_Directive_
The data follows this line. Copy verbatim the line with "You are given a photograph. Could you point to the ocean" and each line after it to the end.

_Extracted records_

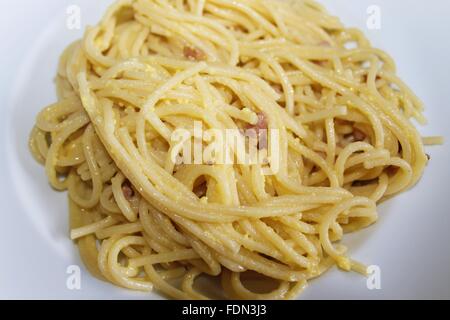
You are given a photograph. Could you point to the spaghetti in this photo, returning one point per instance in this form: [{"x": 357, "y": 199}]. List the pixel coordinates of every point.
[{"x": 150, "y": 67}]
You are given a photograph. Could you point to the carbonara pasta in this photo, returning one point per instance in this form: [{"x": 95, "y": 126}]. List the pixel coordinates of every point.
[{"x": 143, "y": 219}]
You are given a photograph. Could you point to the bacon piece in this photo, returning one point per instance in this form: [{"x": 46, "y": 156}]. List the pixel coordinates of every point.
[
  {"x": 128, "y": 192},
  {"x": 356, "y": 135},
  {"x": 392, "y": 170},
  {"x": 259, "y": 130},
  {"x": 194, "y": 54},
  {"x": 200, "y": 190},
  {"x": 359, "y": 135}
]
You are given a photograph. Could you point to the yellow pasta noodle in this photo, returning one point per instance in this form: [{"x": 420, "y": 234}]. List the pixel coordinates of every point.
[{"x": 340, "y": 116}]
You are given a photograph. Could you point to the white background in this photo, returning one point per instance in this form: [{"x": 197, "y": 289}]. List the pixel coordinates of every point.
[{"x": 410, "y": 243}]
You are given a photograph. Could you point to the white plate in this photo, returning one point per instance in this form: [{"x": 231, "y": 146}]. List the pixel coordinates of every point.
[{"x": 410, "y": 243}]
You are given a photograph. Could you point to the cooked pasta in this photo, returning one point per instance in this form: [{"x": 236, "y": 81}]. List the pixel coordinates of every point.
[{"x": 142, "y": 220}]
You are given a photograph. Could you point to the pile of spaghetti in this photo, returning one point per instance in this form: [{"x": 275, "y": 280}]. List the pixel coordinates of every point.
[{"x": 150, "y": 67}]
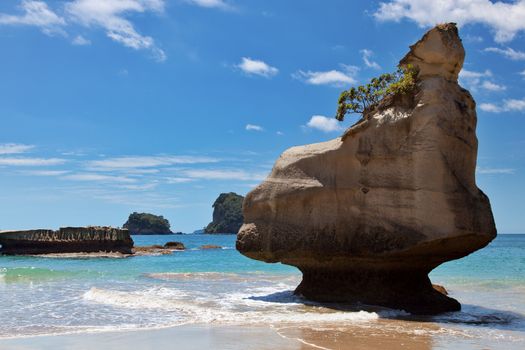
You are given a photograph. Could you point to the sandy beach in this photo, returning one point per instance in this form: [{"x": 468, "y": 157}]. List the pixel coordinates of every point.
[{"x": 427, "y": 336}]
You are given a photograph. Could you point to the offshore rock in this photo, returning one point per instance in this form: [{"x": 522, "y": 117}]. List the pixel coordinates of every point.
[
  {"x": 91, "y": 239},
  {"x": 367, "y": 216}
]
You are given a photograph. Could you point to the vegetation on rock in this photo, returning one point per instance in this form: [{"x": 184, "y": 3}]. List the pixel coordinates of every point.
[
  {"x": 365, "y": 98},
  {"x": 147, "y": 224},
  {"x": 227, "y": 214}
]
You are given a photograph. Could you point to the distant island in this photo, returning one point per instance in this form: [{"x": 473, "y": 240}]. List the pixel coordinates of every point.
[
  {"x": 147, "y": 224},
  {"x": 227, "y": 214}
]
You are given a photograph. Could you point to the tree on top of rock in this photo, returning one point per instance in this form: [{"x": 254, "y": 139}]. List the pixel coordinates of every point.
[{"x": 365, "y": 98}]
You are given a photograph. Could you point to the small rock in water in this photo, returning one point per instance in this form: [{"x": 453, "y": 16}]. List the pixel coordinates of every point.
[
  {"x": 175, "y": 245},
  {"x": 210, "y": 246}
]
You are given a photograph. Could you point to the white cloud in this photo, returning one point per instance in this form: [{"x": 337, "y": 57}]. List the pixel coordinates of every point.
[
  {"x": 509, "y": 105},
  {"x": 257, "y": 67},
  {"x": 515, "y": 105},
  {"x": 98, "y": 178},
  {"x": 504, "y": 18},
  {"x": 14, "y": 148},
  {"x": 220, "y": 4},
  {"x": 366, "y": 55},
  {"x": 494, "y": 171},
  {"x": 81, "y": 41},
  {"x": 333, "y": 77},
  {"x": 38, "y": 14},
  {"x": 490, "y": 107},
  {"x": 46, "y": 172},
  {"x": 178, "y": 180},
  {"x": 467, "y": 74},
  {"x": 478, "y": 80},
  {"x": 252, "y": 127},
  {"x": 488, "y": 85},
  {"x": 473, "y": 38},
  {"x": 110, "y": 16},
  {"x": 324, "y": 124},
  {"x": 222, "y": 174},
  {"x": 31, "y": 161},
  {"x": 508, "y": 52},
  {"x": 125, "y": 163}
]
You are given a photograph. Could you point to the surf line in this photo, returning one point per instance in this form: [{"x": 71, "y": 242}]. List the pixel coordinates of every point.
[{"x": 299, "y": 339}]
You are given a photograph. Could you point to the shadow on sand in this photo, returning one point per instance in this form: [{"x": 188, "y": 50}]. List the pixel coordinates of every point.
[{"x": 473, "y": 315}]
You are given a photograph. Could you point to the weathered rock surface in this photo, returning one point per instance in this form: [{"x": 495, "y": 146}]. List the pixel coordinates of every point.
[
  {"x": 227, "y": 214},
  {"x": 89, "y": 239},
  {"x": 367, "y": 216}
]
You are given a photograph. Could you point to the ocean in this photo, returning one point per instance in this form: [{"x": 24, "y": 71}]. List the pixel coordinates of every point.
[{"x": 50, "y": 295}]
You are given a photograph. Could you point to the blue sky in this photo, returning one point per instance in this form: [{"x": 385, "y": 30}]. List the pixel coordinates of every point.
[{"x": 109, "y": 107}]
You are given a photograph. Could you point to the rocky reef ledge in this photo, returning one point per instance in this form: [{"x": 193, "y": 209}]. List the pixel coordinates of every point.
[
  {"x": 89, "y": 239},
  {"x": 367, "y": 216}
]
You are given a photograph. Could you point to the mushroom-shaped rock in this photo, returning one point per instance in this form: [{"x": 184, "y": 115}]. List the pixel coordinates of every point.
[{"x": 368, "y": 216}]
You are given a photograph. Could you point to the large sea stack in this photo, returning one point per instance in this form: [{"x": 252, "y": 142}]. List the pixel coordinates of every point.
[
  {"x": 367, "y": 216},
  {"x": 91, "y": 239}
]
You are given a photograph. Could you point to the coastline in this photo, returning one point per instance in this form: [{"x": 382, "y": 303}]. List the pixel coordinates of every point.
[
  {"x": 292, "y": 337},
  {"x": 217, "y": 298}
]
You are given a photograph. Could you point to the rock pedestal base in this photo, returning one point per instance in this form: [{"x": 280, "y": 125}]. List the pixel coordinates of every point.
[{"x": 407, "y": 290}]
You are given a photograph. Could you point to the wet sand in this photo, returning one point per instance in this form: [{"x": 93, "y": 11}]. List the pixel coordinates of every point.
[{"x": 394, "y": 336}]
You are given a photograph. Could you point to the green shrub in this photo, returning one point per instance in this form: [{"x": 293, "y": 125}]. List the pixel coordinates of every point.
[{"x": 364, "y": 98}]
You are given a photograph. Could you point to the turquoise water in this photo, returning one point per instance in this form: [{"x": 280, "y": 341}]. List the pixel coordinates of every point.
[{"x": 50, "y": 295}]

_Worked solution_
You are given a photograph. Could you point to the ocean in this photo, returning one point per instance in this form: [{"x": 24, "y": 71}]. List the pixel coordinates of every point.
[{"x": 50, "y": 295}]
You are given a photograph. Could you point to the blue sky in this photo, returning one point per instance in this form: [{"x": 385, "y": 30}]. List the pixel coordinates of every point.
[{"x": 109, "y": 107}]
You are given a photograph. Could you point to the rocky reef ledge in this photo, returning one point per instance in this form: [{"x": 193, "y": 209}]. List the pixel coordinates of every point.
[
  {"x": 89, "y": 239},
  {"x": 367, "y": 216}
]
You are given a photograph. Could you point to the mushroom-shaped rock in this photo, returning one point per instance in this form: [{"x": 184, "y": 115}]. List the pixel coordinates of every point.
[{"x": 368, "y": 216}]
You are given a photograph. Could you point to the large sea stack in this photo, returning one point per instance in this form: [{"x": 252, "y": 142}]. List the pixel coordinates of every point.
[
  {"x": 367, "y": 216},
  {"x": 91, "y": 239}
]
You are given a photograph. Could you point to the coastline in this photo, returning one point per instance in this form: [{"x": 382, "y": 303}]. List the pixel coordinates of every point.
[
  {"x": 292, "y": 337},
  {"x": 217, "y": 298}
]
You are given a photograph. Could you point to the rock pedestal base in this photo, returning one point per instance in this form: [{"x": 280, "y": 125}]. List the pixel coordinates of every point.
[{"x": 407, "y": 290}]
You are given a photograph. Could you point to the wet sand in this photo, returning one point per instance in this form: [{"x": 93, "y": 11}]. List the pixel coordinates of every point.
[{"x": 394, "y": 336}]
You are given a photograph. Could you point to the green shrub in this photo, returning one point per instance in this form: [{"x": 293, "y": 125}]. List the pixel coordinates of every point.
[{"x": 364, "y": 98}]
You are given a photograph. Could you point to the turquoise water in this photo, returning one point per instance in this form: [{"x": 280, "y": 341}]. List the pixel coordinates of every point.
[{"x": 50, "y": 295}]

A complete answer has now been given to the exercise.